(Records drawn from a dataset)
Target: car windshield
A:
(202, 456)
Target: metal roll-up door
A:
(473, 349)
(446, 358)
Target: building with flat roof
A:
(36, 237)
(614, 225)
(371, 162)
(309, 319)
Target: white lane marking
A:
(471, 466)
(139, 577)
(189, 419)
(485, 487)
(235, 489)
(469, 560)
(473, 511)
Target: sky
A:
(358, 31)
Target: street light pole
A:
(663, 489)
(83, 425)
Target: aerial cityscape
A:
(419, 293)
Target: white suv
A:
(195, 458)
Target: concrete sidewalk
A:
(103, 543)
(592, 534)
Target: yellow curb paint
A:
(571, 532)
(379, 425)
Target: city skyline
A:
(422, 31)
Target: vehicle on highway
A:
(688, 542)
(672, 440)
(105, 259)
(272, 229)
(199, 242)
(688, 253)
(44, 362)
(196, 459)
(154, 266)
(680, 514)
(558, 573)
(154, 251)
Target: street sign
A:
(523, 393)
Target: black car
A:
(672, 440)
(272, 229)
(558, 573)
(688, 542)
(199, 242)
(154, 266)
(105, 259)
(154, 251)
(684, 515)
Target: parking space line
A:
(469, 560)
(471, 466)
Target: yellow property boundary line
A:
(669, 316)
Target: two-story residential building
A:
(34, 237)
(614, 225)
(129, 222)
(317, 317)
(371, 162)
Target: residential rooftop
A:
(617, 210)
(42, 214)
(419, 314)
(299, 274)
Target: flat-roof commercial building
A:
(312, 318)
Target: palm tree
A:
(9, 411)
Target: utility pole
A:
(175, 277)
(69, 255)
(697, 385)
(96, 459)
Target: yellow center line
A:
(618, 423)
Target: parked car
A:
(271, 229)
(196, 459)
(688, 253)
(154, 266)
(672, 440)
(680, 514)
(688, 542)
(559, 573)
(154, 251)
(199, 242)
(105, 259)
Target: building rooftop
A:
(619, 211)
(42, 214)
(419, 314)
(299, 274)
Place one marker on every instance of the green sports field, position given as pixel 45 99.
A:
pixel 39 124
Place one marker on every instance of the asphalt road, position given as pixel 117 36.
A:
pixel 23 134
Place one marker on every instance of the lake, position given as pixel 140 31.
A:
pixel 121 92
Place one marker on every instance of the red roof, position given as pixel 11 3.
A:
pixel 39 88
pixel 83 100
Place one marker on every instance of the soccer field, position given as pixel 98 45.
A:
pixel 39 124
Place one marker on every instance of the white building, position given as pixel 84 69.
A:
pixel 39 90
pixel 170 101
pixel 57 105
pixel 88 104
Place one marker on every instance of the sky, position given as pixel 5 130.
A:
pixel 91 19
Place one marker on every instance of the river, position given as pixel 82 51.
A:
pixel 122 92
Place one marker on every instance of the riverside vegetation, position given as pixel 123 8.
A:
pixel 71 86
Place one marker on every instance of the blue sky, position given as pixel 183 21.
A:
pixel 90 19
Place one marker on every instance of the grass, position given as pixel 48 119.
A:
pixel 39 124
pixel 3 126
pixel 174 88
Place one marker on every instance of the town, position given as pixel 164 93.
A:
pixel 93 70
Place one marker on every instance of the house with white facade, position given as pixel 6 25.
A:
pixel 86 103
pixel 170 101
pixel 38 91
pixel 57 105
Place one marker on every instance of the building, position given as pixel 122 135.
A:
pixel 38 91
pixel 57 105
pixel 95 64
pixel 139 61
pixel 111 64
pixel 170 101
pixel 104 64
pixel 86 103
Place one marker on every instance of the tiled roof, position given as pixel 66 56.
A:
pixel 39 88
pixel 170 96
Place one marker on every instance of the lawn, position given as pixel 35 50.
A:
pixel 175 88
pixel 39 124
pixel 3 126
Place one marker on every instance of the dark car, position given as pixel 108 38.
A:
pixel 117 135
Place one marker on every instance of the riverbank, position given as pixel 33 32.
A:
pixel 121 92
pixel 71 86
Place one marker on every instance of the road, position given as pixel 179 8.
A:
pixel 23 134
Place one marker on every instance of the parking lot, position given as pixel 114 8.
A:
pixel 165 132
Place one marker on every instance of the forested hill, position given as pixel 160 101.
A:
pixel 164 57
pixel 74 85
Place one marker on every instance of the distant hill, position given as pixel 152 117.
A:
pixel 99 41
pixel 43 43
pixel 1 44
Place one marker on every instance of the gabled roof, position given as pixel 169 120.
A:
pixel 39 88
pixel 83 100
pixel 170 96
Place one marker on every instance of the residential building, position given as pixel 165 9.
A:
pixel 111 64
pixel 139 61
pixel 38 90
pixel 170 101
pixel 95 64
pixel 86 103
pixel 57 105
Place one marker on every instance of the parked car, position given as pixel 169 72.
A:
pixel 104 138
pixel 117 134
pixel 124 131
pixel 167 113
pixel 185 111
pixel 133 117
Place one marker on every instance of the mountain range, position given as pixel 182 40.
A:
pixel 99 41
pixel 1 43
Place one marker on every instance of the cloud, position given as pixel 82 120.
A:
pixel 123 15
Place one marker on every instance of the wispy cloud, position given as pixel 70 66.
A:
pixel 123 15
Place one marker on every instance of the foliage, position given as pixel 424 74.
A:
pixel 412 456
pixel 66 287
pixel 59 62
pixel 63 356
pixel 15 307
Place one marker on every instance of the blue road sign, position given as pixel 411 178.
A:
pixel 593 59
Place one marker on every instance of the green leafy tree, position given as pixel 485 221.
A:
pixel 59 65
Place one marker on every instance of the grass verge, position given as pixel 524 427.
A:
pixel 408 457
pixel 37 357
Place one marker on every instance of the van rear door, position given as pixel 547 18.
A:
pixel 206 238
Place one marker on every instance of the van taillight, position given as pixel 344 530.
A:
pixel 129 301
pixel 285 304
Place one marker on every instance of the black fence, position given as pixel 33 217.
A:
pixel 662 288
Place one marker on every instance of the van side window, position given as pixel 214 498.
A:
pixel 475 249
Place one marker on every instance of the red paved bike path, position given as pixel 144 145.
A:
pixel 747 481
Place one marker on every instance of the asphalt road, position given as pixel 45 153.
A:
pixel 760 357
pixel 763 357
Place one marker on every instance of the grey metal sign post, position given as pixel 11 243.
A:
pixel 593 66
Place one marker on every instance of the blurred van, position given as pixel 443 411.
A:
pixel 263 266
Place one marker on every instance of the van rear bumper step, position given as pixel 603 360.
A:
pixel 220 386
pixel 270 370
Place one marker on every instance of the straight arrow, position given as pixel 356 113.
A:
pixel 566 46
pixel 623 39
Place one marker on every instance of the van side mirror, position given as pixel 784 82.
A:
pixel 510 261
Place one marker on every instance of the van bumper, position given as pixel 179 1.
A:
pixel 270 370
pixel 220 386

→ **Task description**: Could you find every line in the records above that has the string "asphalt" and copy it?

→ **Response for this exercise**:
Place one marker on every instance of the asphalt road, position given as pixel 117 36.
Place one marker on every instance of the asphalt road, position given as pixel 45 153.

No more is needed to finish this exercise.